TO DO:
Report every line of the records below that contains the string "roof", copying each such line in full. Treat uppercase and lowercase letters as different when matching.

Start of DATA SHOWN

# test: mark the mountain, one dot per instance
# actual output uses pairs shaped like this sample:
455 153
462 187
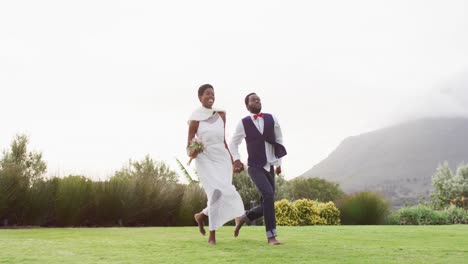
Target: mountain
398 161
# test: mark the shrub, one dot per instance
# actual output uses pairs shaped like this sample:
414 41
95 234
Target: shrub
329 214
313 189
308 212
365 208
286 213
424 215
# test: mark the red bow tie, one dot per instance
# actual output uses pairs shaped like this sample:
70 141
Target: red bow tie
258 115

End of DATA SHOWN
Start of DATA SHOWN

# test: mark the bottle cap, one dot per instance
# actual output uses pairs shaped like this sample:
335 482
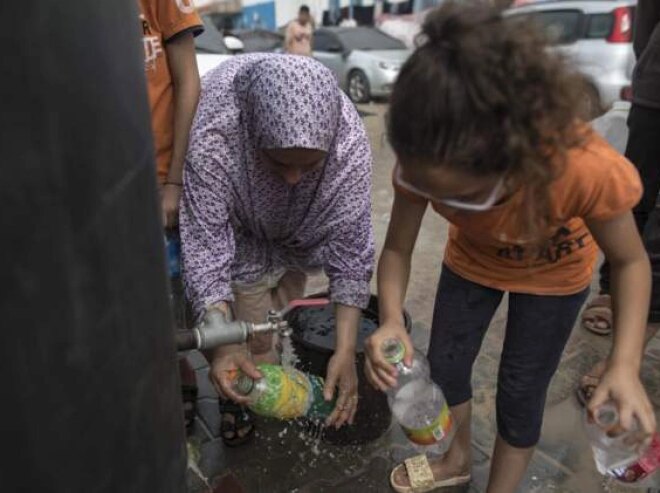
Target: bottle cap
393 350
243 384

End of DATA SHOWN
Start of DATA SHOWN

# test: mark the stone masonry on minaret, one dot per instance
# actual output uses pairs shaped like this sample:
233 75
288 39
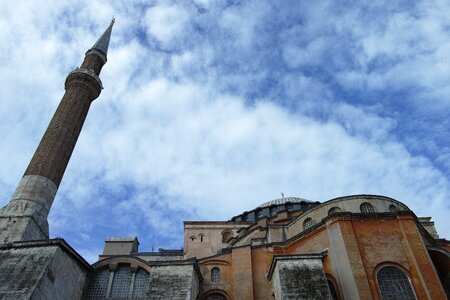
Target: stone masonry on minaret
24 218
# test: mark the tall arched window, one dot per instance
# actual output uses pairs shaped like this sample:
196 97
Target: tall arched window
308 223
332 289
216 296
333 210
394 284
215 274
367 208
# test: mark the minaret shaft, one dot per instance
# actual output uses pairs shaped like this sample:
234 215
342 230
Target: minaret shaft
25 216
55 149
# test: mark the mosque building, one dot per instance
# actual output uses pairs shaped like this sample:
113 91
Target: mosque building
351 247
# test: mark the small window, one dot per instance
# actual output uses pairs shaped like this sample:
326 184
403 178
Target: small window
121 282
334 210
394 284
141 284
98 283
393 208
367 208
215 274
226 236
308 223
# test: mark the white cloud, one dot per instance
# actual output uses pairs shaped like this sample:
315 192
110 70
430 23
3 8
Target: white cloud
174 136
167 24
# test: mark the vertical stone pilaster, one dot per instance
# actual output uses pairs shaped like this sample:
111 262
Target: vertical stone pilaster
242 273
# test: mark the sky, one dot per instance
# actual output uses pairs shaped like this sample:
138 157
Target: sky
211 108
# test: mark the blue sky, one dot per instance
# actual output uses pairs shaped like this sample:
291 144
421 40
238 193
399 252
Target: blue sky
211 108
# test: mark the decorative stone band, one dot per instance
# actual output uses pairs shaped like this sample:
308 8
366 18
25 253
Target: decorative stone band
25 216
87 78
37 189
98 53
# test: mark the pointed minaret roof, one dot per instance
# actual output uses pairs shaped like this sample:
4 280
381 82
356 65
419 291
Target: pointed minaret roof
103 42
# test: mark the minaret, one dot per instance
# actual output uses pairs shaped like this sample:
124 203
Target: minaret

End of DATA SHOWN

FINISHED EXERCISE:
# test: mark the pointed minaret roof, one dot per instance
Target: pointed minaret roof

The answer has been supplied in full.